Page extract
__________________________________________________

Here's Wendy's review. Would love to hear opinions - dissenting or otherwise - from other people who've read the book. Or interested people who haven't!

YEAH AND SO DO QUEERS.
(Sorry. The thing that's making me fume slightly over at Seven Impossible Things is all this Isn't it great that this character is [feminine but] NOT GAY! Isn't it awful that he's the target of homophobic bullying when he's NOT GAY!, and all I can hear is that he's only worthy of reading about because he's NOT GAY. Because we're all so, so bored with all these millions of gay characters in YA fiction, right? Sorry. I should go and rant at Seven Impossible Things, not you!)
This sounds to me like I will have the reaction I often have to texts and films that people call 'complex', ie that I will just go 'IT'S NOT COMPLEX, IT'S MUDDLED' (cf, of course and always, Harry Potter). Like, it stirs up lots of issues and then dodges out of coming to a conclusion about any of them and then turns that into a virtue by saying it's 'about the grey areas'.

__________________________________________________

Given data
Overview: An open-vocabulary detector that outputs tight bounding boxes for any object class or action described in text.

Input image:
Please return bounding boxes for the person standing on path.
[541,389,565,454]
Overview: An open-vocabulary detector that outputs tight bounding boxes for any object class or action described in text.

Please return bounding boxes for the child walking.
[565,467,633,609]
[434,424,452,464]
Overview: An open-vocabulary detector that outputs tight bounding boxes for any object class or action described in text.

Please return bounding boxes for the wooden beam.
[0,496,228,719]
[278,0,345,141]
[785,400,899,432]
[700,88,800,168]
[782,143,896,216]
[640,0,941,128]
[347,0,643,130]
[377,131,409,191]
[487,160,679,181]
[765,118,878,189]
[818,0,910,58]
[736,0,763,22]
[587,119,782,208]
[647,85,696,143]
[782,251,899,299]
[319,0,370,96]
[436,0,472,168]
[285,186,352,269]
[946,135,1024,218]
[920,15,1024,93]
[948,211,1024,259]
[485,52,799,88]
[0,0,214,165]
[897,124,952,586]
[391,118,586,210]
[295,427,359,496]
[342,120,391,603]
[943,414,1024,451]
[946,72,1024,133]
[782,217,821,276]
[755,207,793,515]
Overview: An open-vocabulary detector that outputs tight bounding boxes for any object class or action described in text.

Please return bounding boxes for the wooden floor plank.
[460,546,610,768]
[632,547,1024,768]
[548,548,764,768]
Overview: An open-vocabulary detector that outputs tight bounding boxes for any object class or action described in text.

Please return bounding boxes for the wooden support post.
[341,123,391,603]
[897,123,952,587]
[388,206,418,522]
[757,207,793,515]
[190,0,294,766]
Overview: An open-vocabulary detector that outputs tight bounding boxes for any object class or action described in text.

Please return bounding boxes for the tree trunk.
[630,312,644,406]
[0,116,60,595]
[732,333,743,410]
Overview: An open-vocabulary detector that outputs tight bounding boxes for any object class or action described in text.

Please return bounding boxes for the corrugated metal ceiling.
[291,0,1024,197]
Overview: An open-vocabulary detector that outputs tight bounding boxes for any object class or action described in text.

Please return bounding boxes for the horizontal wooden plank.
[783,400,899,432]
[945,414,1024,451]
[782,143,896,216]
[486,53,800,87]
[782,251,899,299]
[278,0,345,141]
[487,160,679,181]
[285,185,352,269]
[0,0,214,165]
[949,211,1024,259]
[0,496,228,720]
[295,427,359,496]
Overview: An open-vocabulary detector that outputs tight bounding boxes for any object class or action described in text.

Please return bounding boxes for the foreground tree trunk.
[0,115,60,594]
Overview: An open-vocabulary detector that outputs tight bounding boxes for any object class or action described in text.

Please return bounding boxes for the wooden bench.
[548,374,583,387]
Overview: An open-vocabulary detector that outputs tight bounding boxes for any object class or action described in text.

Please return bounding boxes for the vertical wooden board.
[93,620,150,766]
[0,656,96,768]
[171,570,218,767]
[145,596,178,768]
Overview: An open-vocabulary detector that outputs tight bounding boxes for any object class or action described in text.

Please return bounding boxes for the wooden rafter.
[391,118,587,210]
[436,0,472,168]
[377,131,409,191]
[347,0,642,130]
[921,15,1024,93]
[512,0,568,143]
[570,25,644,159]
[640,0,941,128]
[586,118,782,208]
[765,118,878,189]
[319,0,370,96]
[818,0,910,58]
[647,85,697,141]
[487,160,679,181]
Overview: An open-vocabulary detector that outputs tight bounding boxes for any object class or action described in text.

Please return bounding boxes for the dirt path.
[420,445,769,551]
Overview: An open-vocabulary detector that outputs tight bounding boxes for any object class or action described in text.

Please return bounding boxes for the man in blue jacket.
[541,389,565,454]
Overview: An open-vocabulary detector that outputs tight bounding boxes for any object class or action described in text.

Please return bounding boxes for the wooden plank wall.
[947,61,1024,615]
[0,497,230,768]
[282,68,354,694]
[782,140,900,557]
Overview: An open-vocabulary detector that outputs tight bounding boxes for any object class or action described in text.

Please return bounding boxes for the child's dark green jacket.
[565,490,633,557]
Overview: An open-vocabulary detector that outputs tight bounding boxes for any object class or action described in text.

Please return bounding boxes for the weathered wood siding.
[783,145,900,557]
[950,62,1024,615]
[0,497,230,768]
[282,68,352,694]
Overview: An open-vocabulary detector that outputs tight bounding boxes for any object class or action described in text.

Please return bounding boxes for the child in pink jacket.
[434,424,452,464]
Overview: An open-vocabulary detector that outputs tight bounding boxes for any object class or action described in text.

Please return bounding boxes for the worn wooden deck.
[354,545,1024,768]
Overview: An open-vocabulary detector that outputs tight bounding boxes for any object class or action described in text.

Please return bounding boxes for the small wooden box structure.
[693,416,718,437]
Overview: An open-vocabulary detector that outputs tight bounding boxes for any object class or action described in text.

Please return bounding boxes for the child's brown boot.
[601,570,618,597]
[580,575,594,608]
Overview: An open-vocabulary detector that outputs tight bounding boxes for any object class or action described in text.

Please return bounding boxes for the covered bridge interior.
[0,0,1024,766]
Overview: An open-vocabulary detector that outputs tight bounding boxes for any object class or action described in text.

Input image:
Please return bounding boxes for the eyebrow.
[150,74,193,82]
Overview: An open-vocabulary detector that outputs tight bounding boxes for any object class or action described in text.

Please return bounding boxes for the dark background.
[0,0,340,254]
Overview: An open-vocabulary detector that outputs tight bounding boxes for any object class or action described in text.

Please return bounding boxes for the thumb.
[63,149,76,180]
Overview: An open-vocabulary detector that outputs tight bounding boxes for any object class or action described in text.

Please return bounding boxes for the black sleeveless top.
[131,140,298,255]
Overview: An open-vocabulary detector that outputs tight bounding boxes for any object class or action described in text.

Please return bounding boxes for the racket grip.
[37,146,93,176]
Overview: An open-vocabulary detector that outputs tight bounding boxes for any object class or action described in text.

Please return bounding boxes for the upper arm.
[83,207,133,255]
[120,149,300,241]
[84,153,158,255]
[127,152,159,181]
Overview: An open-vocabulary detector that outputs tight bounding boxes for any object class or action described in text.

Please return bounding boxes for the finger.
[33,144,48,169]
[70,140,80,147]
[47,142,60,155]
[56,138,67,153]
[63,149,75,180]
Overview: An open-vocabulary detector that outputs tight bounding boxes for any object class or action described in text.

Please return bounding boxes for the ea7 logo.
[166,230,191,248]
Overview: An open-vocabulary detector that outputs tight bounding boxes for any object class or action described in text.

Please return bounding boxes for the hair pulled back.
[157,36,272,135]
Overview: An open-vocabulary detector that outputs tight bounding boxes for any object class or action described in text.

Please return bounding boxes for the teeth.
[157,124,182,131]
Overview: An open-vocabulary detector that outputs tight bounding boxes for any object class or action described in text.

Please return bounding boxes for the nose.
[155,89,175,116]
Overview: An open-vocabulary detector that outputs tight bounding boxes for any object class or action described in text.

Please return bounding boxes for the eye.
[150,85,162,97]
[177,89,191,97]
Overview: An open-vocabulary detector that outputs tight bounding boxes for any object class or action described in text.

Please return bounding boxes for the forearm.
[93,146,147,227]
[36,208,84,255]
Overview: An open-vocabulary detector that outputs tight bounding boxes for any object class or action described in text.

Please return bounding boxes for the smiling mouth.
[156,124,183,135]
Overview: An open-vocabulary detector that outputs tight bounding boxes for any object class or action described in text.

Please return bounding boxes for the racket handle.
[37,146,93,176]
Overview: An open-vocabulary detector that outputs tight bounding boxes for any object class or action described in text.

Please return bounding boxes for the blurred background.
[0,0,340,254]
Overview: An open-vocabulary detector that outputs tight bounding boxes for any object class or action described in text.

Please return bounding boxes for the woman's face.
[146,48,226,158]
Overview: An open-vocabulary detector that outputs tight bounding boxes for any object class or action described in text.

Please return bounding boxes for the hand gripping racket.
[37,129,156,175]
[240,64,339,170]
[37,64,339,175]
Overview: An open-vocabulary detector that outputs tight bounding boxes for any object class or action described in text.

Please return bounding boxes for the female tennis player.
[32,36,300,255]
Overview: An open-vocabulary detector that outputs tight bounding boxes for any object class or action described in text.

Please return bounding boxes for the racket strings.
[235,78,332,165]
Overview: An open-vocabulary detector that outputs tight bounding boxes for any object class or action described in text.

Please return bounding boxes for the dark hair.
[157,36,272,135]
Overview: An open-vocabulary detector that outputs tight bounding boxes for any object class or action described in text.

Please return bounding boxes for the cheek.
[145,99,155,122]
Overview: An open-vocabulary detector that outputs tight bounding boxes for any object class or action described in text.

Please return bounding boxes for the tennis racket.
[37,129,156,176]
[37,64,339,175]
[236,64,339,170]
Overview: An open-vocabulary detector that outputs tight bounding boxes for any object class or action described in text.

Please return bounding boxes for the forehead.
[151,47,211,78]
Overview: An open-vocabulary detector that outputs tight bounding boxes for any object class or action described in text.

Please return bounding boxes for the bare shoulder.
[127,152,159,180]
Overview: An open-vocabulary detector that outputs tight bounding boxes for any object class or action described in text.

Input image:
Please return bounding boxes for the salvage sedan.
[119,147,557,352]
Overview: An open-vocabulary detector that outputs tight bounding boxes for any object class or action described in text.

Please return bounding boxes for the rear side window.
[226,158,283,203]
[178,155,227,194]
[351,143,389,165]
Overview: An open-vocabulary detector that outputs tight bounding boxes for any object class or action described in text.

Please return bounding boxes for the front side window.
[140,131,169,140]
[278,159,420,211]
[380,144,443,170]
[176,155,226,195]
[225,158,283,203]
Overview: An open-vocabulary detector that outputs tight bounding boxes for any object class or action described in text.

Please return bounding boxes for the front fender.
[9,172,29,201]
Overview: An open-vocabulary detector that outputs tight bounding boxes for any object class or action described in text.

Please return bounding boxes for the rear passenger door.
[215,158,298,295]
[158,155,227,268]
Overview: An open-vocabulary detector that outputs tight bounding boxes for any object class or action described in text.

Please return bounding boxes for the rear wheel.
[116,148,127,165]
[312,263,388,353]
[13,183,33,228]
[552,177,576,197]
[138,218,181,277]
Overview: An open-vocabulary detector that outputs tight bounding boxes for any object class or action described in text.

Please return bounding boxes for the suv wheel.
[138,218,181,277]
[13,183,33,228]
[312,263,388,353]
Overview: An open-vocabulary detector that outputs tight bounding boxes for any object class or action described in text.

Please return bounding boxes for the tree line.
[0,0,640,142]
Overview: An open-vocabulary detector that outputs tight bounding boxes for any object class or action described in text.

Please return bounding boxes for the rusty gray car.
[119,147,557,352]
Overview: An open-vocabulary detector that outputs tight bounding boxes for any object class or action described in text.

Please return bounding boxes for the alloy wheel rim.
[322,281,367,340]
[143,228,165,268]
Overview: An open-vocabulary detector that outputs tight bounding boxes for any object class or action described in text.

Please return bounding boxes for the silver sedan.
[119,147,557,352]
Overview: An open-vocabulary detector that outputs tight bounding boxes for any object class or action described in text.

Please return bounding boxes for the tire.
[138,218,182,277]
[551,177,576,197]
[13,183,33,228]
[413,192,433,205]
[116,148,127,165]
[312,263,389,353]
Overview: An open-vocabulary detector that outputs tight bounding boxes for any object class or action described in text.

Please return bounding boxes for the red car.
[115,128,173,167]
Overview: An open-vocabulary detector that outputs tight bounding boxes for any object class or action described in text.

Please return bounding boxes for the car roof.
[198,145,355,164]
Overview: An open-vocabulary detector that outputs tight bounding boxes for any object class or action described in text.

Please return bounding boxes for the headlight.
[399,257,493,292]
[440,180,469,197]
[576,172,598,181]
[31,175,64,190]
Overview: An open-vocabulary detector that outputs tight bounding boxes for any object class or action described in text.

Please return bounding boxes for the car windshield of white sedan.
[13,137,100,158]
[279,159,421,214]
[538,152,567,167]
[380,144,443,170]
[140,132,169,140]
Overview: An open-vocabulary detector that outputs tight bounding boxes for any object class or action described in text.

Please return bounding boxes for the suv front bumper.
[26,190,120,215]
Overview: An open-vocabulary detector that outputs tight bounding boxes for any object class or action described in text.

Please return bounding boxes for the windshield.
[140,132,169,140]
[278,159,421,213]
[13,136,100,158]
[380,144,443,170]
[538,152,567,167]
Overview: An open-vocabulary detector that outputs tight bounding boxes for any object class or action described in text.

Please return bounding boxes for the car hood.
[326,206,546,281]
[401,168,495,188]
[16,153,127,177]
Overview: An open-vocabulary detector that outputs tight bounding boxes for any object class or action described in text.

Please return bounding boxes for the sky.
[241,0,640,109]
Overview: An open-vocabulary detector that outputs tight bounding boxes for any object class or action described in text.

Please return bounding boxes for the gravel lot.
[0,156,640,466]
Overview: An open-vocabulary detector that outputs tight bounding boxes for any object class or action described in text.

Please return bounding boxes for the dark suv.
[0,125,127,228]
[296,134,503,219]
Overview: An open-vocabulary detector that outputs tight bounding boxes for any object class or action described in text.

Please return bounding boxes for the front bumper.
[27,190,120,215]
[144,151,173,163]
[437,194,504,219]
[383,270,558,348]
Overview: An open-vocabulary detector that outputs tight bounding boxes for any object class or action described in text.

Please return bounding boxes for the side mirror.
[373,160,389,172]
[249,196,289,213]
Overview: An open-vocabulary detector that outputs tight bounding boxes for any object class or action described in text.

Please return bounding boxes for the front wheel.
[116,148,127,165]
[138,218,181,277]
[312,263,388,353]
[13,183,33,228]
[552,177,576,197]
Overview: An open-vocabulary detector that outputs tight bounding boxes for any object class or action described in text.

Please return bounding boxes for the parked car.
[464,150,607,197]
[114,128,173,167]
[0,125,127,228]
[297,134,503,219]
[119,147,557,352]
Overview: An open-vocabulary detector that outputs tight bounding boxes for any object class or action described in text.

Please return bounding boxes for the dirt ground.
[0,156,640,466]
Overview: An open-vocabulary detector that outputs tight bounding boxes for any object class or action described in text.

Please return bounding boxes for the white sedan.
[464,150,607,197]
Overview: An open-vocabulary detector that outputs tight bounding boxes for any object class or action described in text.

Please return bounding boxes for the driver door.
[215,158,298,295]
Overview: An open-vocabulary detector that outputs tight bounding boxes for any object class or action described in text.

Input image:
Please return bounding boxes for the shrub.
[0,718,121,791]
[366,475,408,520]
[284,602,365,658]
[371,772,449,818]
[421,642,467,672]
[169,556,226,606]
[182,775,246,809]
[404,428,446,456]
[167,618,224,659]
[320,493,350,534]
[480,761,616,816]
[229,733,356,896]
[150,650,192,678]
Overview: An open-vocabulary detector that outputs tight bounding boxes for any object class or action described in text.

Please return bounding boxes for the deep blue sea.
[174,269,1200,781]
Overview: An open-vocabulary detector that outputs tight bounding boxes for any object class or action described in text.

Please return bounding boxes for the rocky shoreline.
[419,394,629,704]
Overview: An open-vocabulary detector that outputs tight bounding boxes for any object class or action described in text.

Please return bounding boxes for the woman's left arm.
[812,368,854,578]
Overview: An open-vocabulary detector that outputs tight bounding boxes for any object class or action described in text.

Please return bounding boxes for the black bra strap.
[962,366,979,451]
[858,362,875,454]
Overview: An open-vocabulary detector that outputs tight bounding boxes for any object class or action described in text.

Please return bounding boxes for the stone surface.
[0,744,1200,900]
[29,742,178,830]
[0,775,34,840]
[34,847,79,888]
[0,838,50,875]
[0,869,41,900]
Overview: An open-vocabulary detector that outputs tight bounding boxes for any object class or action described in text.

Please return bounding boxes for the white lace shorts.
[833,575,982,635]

__________________________________________________

Problem description
Reproduce the book-review discussion in full, word for word. The records have nothing to do with the book-review discussion.

Output of the exercise
Here's Wendy's review. Would love to hear opinions - dissenting or otherwise - from other people who've read the book. Or interested people who haven't!

YEAH AND SO DO QUEERS.
(Sorry. The thing that's making me fume slightly over at Seven Impossible Things is all this Isn't it great that this character is [feminine but] NOT GAY! Isn't it awful that he's the target of homophobic bullying when he's NOT GAY!, and all I can hear is that he's only worthy of reading about because he's NOT GAY. Because we're all so, so bored with all these millions of gay characters in YA fiction, right? Sorry. I should go and rant at Seven Impossible Things, not you!)
This sounds to me like I will have the reaction I often have to texts and films that people call 'complex', ie that I will just go 'IT'S NOT COMPLEX, IT'S MUDDLED' (cf, of course and always, Harry Potter). Like, it stirs up lots of issues and then dodges out of coming to a conclusion about any of them and then turns that into a virtue by saying it's 'about the grey areas'.